*** Exercise data Section Begins ***

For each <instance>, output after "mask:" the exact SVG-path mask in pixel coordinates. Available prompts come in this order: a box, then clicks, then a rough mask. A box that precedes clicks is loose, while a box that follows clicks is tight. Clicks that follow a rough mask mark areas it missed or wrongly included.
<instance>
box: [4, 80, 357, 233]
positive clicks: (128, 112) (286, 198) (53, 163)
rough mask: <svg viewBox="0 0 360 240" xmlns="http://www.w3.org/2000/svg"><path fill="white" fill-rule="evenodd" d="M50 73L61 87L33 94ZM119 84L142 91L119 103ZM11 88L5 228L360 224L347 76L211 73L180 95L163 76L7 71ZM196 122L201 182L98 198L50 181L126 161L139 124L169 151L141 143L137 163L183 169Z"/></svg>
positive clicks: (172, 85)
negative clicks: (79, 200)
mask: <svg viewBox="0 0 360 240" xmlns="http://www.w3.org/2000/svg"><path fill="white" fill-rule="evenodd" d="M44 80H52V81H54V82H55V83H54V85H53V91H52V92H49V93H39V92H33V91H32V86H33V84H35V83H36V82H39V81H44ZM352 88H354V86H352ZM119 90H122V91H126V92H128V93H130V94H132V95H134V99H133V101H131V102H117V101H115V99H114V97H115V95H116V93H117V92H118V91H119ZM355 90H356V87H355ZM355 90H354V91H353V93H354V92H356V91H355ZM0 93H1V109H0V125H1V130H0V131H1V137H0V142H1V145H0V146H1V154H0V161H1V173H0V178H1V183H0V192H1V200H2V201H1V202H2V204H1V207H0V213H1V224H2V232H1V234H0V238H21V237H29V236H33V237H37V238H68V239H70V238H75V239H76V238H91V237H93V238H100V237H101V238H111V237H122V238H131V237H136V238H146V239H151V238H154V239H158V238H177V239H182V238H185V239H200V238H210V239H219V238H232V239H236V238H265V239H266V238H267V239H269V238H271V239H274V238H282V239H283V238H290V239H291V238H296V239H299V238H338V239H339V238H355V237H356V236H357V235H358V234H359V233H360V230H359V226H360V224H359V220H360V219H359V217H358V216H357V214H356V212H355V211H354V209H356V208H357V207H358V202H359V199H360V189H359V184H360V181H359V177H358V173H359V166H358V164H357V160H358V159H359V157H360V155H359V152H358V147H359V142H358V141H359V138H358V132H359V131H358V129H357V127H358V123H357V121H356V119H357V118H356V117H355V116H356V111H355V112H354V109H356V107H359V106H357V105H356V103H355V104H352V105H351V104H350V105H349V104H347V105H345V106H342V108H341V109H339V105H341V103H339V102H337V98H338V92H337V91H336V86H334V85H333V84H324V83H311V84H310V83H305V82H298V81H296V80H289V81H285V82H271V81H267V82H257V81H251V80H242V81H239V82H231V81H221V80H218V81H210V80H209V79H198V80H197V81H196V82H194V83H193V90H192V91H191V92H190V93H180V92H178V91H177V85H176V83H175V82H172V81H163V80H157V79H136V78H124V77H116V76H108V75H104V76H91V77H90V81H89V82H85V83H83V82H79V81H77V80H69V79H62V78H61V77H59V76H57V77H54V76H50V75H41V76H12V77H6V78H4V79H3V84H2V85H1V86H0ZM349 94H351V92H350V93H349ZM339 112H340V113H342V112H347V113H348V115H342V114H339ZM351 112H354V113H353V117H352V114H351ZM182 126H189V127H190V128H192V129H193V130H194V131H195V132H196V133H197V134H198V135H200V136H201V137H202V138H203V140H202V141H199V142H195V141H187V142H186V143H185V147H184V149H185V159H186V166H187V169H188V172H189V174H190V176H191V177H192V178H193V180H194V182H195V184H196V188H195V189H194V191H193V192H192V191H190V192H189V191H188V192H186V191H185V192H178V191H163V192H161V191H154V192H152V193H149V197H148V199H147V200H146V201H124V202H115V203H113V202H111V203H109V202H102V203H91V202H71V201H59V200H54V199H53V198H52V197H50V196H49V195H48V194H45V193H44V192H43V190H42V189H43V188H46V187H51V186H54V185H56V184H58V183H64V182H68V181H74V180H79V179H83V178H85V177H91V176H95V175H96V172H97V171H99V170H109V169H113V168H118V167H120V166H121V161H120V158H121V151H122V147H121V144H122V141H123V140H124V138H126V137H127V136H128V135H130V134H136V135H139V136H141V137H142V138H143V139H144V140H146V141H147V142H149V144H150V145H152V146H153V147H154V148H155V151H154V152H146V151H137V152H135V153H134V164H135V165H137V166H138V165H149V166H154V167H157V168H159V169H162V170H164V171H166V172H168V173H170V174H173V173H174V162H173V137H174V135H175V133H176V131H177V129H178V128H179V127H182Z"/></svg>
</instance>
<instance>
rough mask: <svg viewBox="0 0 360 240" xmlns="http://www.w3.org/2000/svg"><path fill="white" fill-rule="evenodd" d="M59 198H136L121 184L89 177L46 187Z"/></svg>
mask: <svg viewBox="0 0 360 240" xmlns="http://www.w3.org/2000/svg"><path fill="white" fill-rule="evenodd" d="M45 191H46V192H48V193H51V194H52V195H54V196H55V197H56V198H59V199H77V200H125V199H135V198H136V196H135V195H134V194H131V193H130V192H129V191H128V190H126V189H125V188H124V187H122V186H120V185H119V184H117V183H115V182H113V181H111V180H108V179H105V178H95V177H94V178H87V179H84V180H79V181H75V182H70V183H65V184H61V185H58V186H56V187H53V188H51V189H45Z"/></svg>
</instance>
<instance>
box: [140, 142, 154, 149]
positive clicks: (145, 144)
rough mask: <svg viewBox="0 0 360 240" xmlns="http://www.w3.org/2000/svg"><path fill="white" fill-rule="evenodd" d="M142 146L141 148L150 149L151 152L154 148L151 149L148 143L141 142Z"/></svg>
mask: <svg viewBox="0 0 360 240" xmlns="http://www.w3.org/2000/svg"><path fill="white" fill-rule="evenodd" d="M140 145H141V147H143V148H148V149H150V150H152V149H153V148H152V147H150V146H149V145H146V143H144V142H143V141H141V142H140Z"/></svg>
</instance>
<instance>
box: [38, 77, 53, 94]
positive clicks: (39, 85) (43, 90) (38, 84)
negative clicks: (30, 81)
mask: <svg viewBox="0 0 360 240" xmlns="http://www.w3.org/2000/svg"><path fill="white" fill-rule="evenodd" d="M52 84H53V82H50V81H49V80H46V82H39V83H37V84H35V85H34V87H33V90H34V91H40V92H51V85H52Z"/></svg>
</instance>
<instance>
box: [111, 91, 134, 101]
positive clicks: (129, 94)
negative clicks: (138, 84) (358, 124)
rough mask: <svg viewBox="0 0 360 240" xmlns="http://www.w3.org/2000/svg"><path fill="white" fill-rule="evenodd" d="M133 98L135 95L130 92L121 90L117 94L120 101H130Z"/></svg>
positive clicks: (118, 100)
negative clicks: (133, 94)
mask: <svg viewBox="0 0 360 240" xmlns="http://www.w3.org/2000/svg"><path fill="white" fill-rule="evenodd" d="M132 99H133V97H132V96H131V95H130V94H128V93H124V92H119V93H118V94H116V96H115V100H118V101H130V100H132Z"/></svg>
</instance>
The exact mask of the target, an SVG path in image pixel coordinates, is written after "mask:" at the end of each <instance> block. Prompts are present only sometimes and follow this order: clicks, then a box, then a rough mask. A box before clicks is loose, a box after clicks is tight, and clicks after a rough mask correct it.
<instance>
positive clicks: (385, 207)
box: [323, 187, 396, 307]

*** Exercise data Section Ends ***

● **Your assignment**
Lines in the records above that contain the word "positive" need to be counted; the reply is that number and nothing else.

● **Problem solution**
7